• **Exercise requirements**
The count of lines below that include the string "positive" is the whole answer; write it alone.

• **Segmentation mask data**
<<<<

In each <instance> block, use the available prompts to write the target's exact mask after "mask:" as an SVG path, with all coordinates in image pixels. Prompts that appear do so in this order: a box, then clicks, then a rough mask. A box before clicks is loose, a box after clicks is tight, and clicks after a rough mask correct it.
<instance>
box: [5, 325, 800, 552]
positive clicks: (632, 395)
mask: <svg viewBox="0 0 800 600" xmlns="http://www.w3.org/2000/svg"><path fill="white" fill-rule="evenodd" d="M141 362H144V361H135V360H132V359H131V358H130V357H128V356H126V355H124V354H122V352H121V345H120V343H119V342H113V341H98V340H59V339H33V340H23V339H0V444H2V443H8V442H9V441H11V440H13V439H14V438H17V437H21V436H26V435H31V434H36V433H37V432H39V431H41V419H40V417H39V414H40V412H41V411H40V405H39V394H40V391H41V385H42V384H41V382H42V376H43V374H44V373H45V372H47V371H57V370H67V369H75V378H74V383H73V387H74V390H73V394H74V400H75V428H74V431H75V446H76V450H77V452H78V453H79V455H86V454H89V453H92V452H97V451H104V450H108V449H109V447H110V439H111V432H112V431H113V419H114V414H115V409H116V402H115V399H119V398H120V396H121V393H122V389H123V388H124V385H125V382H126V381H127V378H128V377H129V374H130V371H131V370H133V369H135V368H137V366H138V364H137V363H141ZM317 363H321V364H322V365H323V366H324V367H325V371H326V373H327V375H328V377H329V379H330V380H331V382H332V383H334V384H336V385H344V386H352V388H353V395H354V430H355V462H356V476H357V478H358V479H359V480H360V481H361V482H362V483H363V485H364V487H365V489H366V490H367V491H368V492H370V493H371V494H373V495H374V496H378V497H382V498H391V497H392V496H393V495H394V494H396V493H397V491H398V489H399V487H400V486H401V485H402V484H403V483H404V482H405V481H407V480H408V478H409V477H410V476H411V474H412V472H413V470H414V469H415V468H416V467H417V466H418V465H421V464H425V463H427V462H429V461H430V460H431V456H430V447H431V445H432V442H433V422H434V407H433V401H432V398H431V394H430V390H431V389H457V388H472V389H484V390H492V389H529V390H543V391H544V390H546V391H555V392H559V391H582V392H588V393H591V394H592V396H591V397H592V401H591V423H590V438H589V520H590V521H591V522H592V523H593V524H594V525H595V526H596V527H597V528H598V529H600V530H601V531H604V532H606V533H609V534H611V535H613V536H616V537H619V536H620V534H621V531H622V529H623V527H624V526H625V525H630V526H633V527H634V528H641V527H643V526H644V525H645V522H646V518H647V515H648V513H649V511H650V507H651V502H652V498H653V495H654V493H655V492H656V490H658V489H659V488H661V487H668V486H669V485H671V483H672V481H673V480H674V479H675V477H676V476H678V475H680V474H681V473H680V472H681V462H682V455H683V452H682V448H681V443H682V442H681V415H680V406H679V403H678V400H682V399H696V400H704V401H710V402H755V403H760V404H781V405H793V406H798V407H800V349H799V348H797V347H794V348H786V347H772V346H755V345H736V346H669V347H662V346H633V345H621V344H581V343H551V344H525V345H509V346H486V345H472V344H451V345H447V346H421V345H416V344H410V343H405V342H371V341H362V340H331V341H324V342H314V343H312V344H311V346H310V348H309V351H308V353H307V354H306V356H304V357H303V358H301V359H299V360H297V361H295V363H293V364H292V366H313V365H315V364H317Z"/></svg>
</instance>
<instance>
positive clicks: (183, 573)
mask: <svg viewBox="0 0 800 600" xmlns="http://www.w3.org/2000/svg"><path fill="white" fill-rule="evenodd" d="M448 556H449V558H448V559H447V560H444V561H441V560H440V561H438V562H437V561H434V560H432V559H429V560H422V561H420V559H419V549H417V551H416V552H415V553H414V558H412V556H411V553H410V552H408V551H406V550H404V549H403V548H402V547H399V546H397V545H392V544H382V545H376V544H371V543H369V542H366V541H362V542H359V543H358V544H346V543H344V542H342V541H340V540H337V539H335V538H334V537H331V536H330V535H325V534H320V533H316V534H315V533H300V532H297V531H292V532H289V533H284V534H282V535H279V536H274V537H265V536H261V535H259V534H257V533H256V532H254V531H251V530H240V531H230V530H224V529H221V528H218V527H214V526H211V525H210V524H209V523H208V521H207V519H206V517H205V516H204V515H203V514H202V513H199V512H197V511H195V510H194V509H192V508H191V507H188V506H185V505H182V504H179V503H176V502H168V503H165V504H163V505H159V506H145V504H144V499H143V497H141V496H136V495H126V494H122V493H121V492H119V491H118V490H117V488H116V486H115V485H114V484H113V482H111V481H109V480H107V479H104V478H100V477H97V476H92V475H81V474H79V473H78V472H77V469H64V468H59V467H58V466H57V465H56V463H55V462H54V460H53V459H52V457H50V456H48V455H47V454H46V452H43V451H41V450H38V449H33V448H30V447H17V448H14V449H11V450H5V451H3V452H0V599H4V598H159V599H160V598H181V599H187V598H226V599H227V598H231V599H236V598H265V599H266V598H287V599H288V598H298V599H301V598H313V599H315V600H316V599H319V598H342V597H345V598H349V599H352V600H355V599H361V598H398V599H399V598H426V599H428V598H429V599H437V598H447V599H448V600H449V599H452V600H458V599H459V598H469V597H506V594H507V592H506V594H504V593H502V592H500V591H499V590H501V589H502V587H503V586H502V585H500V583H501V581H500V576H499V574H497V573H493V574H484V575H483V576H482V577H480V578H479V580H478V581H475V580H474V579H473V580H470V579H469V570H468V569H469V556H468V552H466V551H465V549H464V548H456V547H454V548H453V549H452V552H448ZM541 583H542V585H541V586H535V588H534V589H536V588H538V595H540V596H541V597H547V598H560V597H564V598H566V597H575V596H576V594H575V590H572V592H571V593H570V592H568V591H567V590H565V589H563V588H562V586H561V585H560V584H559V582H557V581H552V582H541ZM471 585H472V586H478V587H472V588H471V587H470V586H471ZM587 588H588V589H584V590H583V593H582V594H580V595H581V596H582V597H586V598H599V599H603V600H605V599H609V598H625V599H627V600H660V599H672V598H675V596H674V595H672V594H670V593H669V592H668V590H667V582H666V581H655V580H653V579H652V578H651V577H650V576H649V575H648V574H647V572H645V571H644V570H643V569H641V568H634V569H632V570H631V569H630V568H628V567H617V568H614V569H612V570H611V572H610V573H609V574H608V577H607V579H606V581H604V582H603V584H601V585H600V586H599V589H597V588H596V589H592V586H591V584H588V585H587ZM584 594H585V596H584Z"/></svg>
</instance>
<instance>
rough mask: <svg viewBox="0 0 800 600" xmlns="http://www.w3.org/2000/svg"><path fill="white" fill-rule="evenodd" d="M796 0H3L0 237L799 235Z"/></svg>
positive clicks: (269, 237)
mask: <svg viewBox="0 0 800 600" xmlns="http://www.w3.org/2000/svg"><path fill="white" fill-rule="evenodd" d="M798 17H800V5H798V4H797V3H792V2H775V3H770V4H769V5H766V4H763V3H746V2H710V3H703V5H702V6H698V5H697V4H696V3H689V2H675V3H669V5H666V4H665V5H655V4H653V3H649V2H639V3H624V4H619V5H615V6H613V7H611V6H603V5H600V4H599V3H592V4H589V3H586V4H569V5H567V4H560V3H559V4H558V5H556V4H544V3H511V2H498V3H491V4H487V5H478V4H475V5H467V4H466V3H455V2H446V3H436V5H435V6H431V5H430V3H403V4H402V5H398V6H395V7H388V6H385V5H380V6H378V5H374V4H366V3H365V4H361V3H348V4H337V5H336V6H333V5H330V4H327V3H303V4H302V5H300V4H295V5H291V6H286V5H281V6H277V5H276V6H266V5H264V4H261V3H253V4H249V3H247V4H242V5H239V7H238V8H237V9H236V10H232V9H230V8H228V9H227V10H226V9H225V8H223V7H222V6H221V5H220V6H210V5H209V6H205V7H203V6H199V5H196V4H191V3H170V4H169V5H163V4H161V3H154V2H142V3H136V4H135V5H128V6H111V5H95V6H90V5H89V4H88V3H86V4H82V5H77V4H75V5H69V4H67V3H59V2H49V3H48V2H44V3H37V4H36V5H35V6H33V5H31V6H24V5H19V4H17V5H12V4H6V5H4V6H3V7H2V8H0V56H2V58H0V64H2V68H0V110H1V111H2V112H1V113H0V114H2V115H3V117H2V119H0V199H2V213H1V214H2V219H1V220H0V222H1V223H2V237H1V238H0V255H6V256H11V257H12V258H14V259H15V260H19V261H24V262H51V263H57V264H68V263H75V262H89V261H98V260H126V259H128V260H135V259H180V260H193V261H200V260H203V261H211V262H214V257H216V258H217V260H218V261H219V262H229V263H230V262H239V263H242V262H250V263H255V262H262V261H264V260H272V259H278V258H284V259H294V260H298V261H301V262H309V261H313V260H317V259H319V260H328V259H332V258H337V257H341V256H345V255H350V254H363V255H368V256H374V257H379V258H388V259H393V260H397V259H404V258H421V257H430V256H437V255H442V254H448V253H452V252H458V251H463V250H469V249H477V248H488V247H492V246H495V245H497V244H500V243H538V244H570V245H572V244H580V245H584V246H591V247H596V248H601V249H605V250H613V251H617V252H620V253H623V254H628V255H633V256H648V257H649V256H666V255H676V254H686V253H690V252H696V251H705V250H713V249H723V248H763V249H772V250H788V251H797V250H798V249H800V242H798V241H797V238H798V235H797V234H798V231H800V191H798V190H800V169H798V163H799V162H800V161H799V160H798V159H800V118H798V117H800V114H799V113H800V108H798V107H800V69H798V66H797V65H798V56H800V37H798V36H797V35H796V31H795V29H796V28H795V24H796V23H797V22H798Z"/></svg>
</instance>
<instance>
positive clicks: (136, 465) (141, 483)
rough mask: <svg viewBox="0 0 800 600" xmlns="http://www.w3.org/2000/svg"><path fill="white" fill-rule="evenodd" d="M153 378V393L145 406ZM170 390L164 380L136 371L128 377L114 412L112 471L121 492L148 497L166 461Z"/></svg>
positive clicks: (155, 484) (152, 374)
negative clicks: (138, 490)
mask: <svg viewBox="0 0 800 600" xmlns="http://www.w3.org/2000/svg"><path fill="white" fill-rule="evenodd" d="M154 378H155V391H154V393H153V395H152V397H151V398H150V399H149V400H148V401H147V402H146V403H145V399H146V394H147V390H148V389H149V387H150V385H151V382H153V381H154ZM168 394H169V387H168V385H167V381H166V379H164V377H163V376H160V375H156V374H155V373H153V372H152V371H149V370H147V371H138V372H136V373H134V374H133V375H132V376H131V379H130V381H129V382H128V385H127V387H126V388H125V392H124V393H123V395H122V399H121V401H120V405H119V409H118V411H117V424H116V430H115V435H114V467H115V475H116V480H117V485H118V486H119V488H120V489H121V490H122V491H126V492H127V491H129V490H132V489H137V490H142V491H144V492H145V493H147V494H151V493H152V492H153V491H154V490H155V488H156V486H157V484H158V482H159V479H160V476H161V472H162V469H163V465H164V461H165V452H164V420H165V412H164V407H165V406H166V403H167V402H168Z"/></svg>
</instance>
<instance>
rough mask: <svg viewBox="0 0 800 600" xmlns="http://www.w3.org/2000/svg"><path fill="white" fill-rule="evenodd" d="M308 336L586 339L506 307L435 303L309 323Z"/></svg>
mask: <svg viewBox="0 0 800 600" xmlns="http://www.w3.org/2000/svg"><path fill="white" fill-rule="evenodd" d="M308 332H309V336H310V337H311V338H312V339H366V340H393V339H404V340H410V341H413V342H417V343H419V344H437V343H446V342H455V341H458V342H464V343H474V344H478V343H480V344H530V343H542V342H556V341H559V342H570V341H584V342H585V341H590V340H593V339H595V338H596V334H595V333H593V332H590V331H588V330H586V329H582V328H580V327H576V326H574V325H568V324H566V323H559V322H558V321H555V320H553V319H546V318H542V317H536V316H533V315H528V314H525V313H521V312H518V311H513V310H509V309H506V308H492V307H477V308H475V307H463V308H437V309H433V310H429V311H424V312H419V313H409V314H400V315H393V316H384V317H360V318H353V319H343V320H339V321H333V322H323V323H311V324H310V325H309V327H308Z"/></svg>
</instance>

>>>>

• **Answer area**
5